§ Offene Aufgaben:
• a. Auf welchen Monat wurden laut dem Beitrag über Nenas Tourabsage die Konzerttermine verschoben?
• b. Welchen Grund nennt Nena im Beitrag über ihre Tourabsage dafür, dass sie die Konzerte vorerst nicht spielt?

§ Textauszug:
···
# Nena sagt Deutschland-Tour ab!



## Stefan102 (3 Dez. 2011)

​
Die Enttäuschung bei den Fans von Nena (51) ist groß! Ab nächster Woche wollte die Sängerin die Konzerthallen in Deutschland rocken. Doch ihre Tour „Live & Akustisch“ musste vorerst abgesagt werden. Wie ihre Agentur Four Artists heute mitteilte, sei die Musikerin seit Wochen gesundheitlich angeschlagen. Muss man sich ernsthafte Sorgen um sie machen?

Bereits im August musste ein Auftritt in Basel abgesagt werden. Im September war Nena dann mit der Aufzeichnung der Blind Auditions von The Voice of Germany voll und ganz beschäftigt. Ab Januar beginnen dann die Live-Shows. Leidet Nenas Gesundheit unter diesem Stress? Auf ihrer Homepage beruhigt die Künstlerin ihre Anhänger: „Wenn ich ein Konzert spiele, will ich mindestens 100% geben. Weniger habt Ihr nicht verdient. Ich bin nicht schwer krank oder so, aber es reicht im Moment noch nicht, um jeden Abend mit voller Kraft auf der Bühne zu stehen. 100% Nena ist das, was meine Fans von mir erwarten und auch immer auf einem Nena Konzert bekommen.“

Doch glücklicherweise fällt die Tour nicht komplett ins Wasser. Die Termine wurden auf April verschoben. Bereits gekaufte Tickets behalten selbstverständlich ihre Gültigkeit. Nena möchte ihre Fans schließlich nicht enttäuschen: „Ich weiß, dass ich spätestens im Frühjahr wieder richtig fit bin und dann lassen wir es umso mehr fliegen!“
(Quelle: promiflash)


----------



## Q (5 Dez. 2011)

vielleicht braucht sie immer noch eine Menopause   gute Besserung Nena!


----------
···
§ Datenzeilen:
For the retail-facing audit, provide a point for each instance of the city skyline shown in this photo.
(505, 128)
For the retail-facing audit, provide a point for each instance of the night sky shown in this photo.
···
§ Lösungen:
• a. Die Termine wurden auf April verschoben.

• b. Nena will bei jedem Konzert mindestens 100 % geben, weil ihre Fans nicht weniger verdient haben. Sie sei zwar nicht schwer krank, doch ihre Kraft reiche im Moment noch nicht, um jeden Abend mit voller Kraft auf der Bühne zu stehen.